● **Exercise objective**: Copy exactly and only the lines running from the one that contains "of the yellow" to the final line of the data below, without the pictures.

● **Data for analysis**:
+++

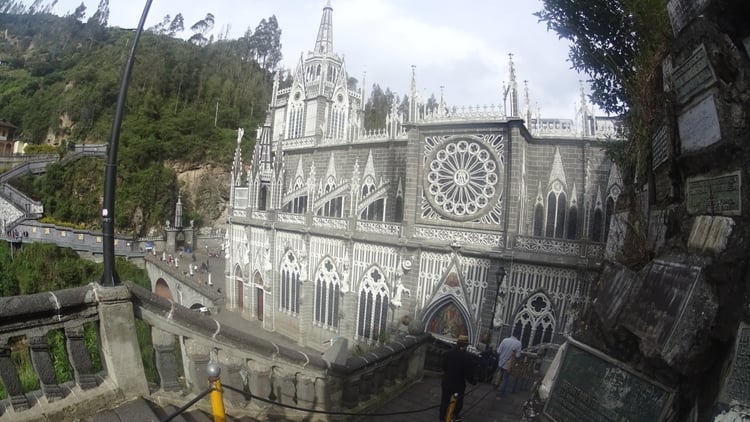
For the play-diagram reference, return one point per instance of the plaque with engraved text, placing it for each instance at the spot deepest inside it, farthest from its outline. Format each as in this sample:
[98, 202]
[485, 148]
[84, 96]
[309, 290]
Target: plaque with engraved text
[593, 387]
[715, 195]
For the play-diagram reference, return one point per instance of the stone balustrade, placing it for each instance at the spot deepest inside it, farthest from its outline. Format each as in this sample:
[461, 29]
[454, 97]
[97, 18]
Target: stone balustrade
[184, 343]
[283, 373]
[28, 320]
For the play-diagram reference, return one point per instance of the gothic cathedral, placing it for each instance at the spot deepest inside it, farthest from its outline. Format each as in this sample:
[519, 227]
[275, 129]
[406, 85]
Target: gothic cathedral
[458, 221]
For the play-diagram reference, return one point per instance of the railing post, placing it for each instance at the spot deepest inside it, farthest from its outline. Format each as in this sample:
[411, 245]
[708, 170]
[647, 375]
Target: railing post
[11, 381]
[79, 357]
[44, 368]
[166, 362]
[217, 401]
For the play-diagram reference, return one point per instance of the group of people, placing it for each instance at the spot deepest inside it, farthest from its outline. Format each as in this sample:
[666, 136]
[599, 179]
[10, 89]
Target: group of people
[459, 368]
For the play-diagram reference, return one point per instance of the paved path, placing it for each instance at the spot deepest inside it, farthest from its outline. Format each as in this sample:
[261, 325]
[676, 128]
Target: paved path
[482, 403]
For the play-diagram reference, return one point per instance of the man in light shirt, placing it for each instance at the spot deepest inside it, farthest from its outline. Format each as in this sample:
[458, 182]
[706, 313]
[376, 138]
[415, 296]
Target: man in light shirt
[509, 347]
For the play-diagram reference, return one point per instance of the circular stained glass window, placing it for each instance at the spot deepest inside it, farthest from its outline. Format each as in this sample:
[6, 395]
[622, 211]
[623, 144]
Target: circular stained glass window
[462, 179]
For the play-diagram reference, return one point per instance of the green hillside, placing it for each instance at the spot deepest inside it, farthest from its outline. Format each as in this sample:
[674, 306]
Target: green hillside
[59, 80]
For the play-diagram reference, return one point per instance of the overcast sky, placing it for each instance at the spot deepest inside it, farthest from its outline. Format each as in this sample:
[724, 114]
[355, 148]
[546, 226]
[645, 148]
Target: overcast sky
[462, 46]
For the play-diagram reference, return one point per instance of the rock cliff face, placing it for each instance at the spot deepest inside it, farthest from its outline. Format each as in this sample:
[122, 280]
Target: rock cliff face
[207, 189]
[682, 317]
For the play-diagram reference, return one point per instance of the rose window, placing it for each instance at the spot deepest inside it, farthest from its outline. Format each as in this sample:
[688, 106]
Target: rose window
[462, 179]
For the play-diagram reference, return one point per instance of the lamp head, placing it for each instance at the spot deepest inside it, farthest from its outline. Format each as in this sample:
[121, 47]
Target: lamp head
[213, 370]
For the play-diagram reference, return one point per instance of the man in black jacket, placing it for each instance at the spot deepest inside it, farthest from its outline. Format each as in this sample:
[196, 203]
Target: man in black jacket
[458, 367]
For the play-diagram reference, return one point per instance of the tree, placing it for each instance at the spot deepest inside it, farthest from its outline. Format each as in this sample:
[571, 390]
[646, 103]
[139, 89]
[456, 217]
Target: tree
[604, 45]
[266, 43]
[101, 16]
[200, 29]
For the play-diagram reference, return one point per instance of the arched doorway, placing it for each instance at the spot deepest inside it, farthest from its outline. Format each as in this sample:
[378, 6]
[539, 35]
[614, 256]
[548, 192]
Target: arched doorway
[448, 322]
[259, 292]
[239, 288]
[162, 289]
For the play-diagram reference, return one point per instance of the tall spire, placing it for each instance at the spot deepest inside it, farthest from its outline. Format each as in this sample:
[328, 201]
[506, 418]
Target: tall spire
[324, 42]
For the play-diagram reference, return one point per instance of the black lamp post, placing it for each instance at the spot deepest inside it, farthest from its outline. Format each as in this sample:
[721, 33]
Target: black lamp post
[110, 278]
[499, 277]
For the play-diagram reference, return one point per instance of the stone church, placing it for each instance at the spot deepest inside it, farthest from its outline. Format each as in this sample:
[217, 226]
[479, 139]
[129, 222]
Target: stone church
[466, 221]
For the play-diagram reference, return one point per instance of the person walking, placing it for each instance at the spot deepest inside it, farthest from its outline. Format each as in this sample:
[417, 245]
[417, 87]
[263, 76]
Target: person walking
[458, 368]
[509, 347]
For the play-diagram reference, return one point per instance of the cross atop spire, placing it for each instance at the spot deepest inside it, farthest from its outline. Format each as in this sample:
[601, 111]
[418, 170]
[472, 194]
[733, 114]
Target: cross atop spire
[324, 42]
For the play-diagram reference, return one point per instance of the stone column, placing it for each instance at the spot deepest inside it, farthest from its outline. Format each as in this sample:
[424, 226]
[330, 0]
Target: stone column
[11, 381]
[166, 361]
[119, 343]
[199, 376]
[260, 385]
[79, 357]
[351, 392]
[44, 368]
[305, 392]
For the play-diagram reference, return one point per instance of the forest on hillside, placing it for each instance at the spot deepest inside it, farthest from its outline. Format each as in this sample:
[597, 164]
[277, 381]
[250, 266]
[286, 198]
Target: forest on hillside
[59, 81]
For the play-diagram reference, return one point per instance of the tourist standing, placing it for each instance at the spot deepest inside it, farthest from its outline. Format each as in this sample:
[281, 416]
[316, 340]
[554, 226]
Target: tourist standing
[509, 347]
[458, 367]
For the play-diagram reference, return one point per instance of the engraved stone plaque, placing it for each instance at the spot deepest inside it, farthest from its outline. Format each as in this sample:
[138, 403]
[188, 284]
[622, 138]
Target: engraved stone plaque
[737, 389]
[592, 386]
[715, 195]
[660, 148]
[681, 12]
[661, 301]
[693, 75]
[699, 125]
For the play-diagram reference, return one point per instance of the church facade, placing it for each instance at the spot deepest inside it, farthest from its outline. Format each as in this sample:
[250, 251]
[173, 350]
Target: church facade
[471, 221]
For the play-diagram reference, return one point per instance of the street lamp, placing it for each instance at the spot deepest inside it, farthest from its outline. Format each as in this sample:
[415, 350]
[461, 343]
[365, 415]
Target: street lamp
[499, 277]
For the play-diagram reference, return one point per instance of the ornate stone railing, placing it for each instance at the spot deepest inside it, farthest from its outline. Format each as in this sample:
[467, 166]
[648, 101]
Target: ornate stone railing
[392, 229]
[25, 325]
[290, 218]
[278, 369]
[331, 223]
[584, 249]
[282, 371]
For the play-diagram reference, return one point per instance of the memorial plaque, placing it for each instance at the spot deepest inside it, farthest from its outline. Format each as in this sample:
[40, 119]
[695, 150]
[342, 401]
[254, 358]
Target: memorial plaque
[693, 75]
[715, 195]
[699, 126]
[681, 12]
[593, 387]
[737, 389]
[661, 149]
[661, 301]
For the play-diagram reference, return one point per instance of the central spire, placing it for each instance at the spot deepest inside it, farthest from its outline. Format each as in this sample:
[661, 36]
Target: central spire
[324, 42]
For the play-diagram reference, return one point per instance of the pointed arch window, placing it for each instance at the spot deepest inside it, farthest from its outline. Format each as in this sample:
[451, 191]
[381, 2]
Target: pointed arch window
[374, 211]
[535, 321]
[334, 207]
[295, 127]
[572, 222]
[596, 225]
[372, 305]
[262, 197]
[538, 220]
[609, 209]
[327, 287]
[290, 284]
[556, 209]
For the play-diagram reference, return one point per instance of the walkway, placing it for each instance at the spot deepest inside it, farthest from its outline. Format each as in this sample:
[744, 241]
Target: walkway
[482, 402]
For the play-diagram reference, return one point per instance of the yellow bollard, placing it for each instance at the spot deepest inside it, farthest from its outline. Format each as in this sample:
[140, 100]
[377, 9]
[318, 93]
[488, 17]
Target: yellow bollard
[217, 401]
[451, 408]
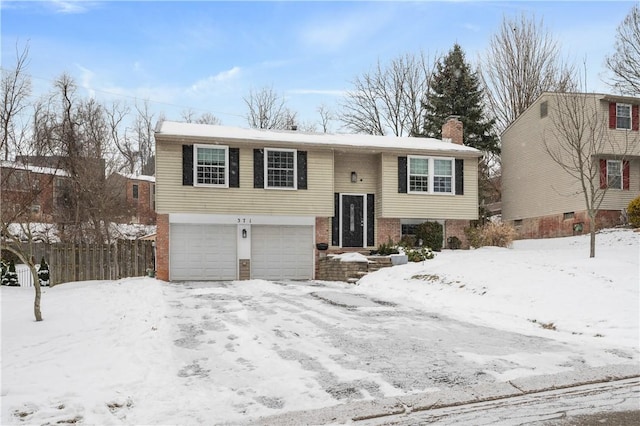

+++

● **Output of the task**:
For the play-diagram reference, return one point per instance of the yellow bollard, placing it for each instance at the spot deepest inside it, farthest from its outline. Format each as in this sample:
[140, 100]
[377, 9]
[318, 93]
[488, 17]
Target: yellow bollard
[217, 401]
[451, 408]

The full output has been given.